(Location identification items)
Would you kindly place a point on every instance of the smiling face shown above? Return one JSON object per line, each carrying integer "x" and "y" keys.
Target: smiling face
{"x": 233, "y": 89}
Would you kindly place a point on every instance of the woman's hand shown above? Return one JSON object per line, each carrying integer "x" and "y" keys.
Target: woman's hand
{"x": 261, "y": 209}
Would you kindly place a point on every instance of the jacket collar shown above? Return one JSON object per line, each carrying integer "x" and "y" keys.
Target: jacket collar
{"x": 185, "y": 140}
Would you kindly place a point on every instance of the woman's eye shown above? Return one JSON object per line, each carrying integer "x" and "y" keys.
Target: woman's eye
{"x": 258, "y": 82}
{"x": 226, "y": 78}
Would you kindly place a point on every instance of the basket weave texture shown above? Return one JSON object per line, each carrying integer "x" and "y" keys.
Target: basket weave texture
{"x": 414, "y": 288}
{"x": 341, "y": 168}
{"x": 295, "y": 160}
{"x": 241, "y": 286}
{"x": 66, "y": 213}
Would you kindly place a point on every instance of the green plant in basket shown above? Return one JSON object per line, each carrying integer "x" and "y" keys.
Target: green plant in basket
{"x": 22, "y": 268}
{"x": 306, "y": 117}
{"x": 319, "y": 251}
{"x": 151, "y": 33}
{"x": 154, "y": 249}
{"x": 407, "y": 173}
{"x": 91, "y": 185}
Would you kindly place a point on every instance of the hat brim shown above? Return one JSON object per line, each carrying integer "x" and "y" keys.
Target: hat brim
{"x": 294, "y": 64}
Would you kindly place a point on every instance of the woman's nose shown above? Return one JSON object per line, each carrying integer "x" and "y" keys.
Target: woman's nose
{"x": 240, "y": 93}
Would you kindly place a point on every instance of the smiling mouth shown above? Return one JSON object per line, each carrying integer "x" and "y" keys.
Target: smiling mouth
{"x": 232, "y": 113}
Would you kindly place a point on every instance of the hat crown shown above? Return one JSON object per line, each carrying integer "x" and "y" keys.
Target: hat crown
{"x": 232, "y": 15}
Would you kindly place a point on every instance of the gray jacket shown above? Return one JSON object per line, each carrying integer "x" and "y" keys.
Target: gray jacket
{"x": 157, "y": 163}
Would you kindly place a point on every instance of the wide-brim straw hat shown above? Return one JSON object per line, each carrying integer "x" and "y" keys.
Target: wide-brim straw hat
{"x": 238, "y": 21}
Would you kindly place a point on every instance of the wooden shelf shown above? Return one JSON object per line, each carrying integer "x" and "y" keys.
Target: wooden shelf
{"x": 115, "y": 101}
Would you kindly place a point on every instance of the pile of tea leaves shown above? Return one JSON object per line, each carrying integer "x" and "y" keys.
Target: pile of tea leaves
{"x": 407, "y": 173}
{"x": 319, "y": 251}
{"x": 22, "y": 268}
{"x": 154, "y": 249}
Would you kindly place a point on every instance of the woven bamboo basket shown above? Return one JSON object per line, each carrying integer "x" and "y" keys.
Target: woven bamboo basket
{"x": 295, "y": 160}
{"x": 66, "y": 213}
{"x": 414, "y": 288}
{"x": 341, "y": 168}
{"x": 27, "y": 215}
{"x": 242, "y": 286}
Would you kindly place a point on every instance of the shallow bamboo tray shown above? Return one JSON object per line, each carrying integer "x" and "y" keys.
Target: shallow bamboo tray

## Aim of the exercise
Recopy the whole listing exactly.

## Task output
Would you kindly place a point on every instance of the smiling face shown above? Return one JSON object per line, each carrying integer "x" and "y" keys.
Target: smiling face
{"x": 233, "y": 89}
Would you kindly place a point on every instance of the woman's hand shown above? Return one JSON object per line, each carrying integer "x" and "y" keys.
Target: woman's hand
{"x": 261, "y": 209}
Would you kindly place a point on every instance of the jacket collar shown above? Return one JSON object per line, each carrying integer "x" and "y" keys.
Target: jacket collar
{"x": 185, "y": 140}
Would you kindly place a point on every instance of the woman's eye shown above? Return one JSON object per line, each carrying integer "x" and "y" keys.
Target: woman's eye
{"x": 258, "y": 82}
{"x": 226, "y": 78}
Would you kindly place a point on every instance of the basket weave texture shown above? Return one JSON object per line, each carrying integer "x" and "y" keys.
Target: basket weave texture
{"x": 414, "y": 288}
{"x": 341, "y": 168}
{"x": 295, "y": 160}
{"x": 241, "y": 286}
{"x": 66, "y": 213}
Would you kindly place a point on every instance of the green plant in basket shown above? Return one JSON object per line, each carrying integer "x" and "y" keys.
Target: green plant in basket
{"x": 22, "y": 268}
{"x": 306, "y": 117}
{"x": 319, "y": 251}
{"x": 151, "y": 33}
{"x": 154, "y": 249}
{"x": 407, "y": 173}
{"x": 91, "y": 185}
Would you kindly place a point on every instance of the hat brim shown above? Return one JSON object per line, each carrying integer "x" and "y" keys.
Target: hat brim
{"x": 294, "y": 64}
Would you kindly place a point on every instance of the woman's nose shown above? Return one JSON object per line, each carrying integer "x" and "y" keys.
Target: woman's nose
{"x": 240, "y": 93}
Would you kindly place a point on every instance of the smiling mouth shown above? Return one JSON object per line, each carrying integer "x" and "y" keys.
Target: smiling mouth
{"x": 232, "y": 113}
Would you kindly place a point on every instance of the hat crown shown above? Return one JSON object per line, each carrying integer "x" and "y" keys.
Target: hat crown
{"x": 232, "y": 15}
Would you kindly place a point on every instance of the gray jacket shown above? Return one JSON object per line, each carrying integer "x" and "y" keys.
Target: gray jacket
{"x": 157, "y": 163}
Would you kindly place a point on every instance of the wide-brim straw hat shown above? Return one JSON object per line, each carrying integer "x" and "y" keys.
Target: wide-brim straw hat
{"x": 238, "y": 21}
Would you kindly place a point on every instance of the wooden shelf shown above? Return one JSON object per line, each carrying integer "x" and "y" keys.
Target: wooden shelf
{"x": 115, "y": 101}
Would you kindly place a point on every instance of the pile of tea leaves shown above? Return one JSON object per line, each carrying integer "x" and "y" keys.
Target: pile of tea leaves
{"x": 407, "y": 173}
{"x": 319, "y": 251}
{"x": 22, "y": 268}
{"x": 154, "y": 249}
Would you kindly place a point on every instance of the woven bamboo basket shown above? Return one JSON object per line, each carrying integer "x" and "y" keys.
Target: woven bamboo basket
{"x": 295, "y": 160}
{"x": 66, "y": 213}
{"x": 414, "y": 288}
{"x": 341, "y": 168}
{"x": 27, "y": 215}
{"x": 242, "y": 286}
Would you kindly place a point on every instance of the shallow bamboo tray shown above? Return one JSON object per line, each carrying integer "x" and "y" keys.
Target: shallow bamboo tray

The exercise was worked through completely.